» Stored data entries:
[Start of Attachment]
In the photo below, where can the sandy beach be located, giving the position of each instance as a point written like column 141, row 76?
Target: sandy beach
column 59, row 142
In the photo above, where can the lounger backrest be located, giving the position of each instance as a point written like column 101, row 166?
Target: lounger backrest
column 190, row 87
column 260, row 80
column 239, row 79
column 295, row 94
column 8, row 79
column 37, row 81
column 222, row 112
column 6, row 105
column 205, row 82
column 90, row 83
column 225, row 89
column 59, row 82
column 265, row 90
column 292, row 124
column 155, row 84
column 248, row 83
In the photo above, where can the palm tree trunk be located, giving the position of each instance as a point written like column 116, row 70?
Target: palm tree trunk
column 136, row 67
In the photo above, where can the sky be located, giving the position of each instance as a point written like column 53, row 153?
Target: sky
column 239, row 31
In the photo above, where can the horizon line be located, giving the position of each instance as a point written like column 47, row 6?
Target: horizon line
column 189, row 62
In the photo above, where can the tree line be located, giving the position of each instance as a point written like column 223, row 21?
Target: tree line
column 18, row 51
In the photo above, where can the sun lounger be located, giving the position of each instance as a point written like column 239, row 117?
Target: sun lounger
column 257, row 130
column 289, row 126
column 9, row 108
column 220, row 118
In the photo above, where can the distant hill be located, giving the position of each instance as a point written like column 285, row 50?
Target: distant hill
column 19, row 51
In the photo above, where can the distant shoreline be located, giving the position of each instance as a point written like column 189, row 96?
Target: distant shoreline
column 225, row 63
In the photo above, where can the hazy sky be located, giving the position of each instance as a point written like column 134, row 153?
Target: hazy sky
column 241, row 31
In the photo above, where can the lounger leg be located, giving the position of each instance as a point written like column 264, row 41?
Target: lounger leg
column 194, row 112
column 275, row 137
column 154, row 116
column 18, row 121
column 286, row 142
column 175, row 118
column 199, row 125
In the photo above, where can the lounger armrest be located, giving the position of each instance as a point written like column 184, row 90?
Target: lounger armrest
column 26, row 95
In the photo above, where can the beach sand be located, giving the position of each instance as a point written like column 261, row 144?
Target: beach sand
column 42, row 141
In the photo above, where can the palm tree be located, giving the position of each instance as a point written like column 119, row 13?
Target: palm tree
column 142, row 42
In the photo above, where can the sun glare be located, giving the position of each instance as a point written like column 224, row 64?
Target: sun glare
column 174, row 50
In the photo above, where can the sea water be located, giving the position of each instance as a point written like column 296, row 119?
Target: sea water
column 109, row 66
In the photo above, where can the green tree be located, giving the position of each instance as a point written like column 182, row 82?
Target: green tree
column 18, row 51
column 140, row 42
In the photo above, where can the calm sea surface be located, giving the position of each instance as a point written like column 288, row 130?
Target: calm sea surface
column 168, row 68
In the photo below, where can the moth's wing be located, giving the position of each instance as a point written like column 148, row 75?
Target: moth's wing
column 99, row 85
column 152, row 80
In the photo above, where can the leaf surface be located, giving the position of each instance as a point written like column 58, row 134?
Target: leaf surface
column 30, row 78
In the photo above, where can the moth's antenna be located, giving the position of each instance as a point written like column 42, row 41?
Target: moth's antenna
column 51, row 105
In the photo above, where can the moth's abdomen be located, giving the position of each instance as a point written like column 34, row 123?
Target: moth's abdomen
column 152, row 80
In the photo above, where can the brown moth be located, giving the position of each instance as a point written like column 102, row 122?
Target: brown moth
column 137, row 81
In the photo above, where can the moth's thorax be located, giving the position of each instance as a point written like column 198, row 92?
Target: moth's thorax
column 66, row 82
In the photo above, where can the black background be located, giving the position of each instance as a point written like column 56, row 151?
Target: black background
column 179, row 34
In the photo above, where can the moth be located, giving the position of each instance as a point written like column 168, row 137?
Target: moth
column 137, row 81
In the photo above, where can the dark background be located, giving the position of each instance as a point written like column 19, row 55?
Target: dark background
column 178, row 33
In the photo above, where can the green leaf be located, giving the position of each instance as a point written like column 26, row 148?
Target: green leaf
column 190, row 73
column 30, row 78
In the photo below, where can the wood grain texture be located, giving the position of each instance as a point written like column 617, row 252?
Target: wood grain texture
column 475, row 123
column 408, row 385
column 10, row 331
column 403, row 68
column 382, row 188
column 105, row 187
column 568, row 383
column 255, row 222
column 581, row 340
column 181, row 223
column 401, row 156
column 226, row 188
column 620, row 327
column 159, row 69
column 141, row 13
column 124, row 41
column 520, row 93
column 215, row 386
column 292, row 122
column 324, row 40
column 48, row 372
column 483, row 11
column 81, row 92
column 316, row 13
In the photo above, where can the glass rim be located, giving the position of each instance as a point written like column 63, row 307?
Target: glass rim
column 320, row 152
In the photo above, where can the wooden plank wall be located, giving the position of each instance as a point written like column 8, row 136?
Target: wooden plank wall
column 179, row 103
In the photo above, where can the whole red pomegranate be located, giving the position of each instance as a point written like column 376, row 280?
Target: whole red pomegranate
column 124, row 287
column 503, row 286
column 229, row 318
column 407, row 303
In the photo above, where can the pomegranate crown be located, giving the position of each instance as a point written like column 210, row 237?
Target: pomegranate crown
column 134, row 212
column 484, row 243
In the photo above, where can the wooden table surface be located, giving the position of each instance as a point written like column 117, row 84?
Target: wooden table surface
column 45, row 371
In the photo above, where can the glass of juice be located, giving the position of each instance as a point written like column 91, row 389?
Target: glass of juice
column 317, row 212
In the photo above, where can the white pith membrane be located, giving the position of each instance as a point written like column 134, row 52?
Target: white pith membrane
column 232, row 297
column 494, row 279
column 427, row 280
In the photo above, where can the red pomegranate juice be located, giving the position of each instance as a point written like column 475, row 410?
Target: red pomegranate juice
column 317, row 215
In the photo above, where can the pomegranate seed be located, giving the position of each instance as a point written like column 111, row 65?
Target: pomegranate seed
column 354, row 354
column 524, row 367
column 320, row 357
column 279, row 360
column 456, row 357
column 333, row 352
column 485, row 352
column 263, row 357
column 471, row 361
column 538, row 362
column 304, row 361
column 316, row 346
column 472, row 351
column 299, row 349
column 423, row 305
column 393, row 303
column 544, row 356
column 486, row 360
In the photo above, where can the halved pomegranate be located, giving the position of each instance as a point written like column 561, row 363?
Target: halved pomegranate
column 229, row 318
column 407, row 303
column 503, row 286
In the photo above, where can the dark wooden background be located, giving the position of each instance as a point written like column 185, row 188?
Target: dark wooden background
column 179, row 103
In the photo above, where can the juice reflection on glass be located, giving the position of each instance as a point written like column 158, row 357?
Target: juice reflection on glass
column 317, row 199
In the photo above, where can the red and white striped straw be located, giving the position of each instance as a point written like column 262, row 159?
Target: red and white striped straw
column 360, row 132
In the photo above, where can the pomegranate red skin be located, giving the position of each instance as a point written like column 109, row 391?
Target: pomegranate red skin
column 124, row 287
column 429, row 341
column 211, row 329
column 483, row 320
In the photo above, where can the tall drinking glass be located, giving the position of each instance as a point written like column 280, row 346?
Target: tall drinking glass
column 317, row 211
[End of Attachment]
» Exercise brief:
Count the lines above holding "below". Give only the number.

» The completed task:
3